◆ What you will do ◆
a. According to the article on HIV in semen, what percentage of the 101 men in the study had HIV in their semen?
b. Please continue the article on HIV in semen from the end of its last sentence.
*** Study text ***
April 2, 2012
HIV-positive men who have sex with men may still be at risk of spreading the virus even while taking strong antiretrovirals, says a new report from Boston researchers. According to scientists from the Boston University School of Medicine and Fenway Health, highly active antiretroviral therapy (HAART), the primary treatment for HIV/AIDS, does not fully suppress HIV in the semen of sexually active MSM with the virus.
Of the 101 MSM recruited for the study, all Fenway Health patients, 18 percent had detectable levels of HIV in their blood, and 30 percent had HIV in their semen. Among those men with no detectable HIV in their blood, a quarter still had HIV in their semen -- a finding strongly associated with unprotected sex, STDs, and genital inflammation.
*** End of Study text ***
*** Data for review ***
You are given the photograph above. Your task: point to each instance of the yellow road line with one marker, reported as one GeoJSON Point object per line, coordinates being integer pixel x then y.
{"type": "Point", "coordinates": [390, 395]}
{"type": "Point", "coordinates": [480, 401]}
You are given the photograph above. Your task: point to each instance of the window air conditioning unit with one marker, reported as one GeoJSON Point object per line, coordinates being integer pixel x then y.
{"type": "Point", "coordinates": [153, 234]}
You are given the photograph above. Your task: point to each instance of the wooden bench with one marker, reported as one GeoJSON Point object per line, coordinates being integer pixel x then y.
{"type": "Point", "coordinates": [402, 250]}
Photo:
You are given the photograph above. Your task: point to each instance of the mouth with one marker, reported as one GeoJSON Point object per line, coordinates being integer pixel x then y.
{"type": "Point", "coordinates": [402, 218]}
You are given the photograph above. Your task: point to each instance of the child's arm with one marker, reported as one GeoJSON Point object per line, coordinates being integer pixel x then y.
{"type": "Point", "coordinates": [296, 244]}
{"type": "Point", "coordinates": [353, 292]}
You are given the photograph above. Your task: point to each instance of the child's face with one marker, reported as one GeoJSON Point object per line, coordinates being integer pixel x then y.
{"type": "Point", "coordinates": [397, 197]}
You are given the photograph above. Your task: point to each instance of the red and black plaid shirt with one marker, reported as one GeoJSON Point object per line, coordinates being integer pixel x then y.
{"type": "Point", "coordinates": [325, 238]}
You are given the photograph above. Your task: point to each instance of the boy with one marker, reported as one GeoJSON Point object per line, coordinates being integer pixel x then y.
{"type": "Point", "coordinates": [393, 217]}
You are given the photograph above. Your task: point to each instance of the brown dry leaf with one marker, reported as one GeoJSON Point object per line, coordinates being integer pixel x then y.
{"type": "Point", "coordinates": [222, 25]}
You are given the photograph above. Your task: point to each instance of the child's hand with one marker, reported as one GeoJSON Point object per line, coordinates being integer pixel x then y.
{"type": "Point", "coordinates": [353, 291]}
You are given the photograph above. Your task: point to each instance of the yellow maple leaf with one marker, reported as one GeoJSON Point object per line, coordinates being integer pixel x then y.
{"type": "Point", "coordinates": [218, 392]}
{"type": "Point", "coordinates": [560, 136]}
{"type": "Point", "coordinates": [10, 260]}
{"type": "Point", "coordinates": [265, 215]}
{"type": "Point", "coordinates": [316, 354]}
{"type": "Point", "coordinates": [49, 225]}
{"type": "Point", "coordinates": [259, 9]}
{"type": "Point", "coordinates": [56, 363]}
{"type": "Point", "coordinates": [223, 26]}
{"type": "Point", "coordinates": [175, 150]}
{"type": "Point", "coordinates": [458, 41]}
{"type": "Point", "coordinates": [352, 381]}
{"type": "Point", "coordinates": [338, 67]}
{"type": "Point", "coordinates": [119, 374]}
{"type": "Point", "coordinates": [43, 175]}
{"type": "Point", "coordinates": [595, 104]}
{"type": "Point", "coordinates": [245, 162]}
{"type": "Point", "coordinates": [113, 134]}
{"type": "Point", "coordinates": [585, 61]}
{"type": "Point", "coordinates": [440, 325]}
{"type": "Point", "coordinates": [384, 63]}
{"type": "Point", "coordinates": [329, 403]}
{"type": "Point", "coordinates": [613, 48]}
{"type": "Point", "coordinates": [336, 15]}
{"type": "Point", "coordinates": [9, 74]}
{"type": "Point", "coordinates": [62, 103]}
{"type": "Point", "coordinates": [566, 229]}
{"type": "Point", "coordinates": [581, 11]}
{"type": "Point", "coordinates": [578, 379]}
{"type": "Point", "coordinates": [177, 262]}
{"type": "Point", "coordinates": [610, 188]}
*** End of Data for review ***
◆ Solved problems ◆
a. 30 percent

b.
"Men who have sex with men, who are at risk for transmitting HIV, may believe that they have a low risk based on incorrect assumptions that HAART eliminates HIV from semen," said study lead author Joseph Politch, a research associate professor in obstetrics and gynecology at Boston University.
Until additional information is available, it would be "prudent" for sexually active HIV-positive MSM "to use condoms and other risk-reduction strategies," Politch advised.
The study, "Highly Active Antiretroviral Therapy Does Not Completely Suppress HIV in Semen of Sexually Active HIV-Infected Men Who Have Sex with Men," was published online in AIDS (2012;doi:10.1097/QAD.0b013e32835b11b).